## EXERCISE PROMPT:
Copy the items below word for word, beginning with the line that contains "Mark each instance of the ford" and continuing through the line that contains "Target: ford explorer police interceptor", with both of those lines included.

## DATA FOR PROCESSING:
START

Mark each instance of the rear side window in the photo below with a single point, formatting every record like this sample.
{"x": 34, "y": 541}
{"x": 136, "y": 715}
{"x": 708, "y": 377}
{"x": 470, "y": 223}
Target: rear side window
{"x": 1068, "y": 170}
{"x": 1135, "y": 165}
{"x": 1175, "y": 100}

END
START

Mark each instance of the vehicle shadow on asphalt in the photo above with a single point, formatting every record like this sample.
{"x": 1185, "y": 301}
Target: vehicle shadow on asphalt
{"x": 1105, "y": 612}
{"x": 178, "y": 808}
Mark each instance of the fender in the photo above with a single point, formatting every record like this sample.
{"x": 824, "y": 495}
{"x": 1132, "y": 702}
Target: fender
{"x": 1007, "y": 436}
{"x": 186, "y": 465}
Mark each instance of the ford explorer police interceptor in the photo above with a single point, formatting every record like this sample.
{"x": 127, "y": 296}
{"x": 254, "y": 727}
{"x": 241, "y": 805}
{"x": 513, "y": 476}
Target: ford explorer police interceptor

END

## RESULT OF THIS TASK:
Mark each instance of the ford explorer police interceptor in the photo above with a single point, formatting every record like this sample.
{"x": 127, "y": 296}
{"x": 254, "y": 727}
{"x": 241, "y": 805}
{"x": 513, "y": 476}
Target: ford explorer police interceptor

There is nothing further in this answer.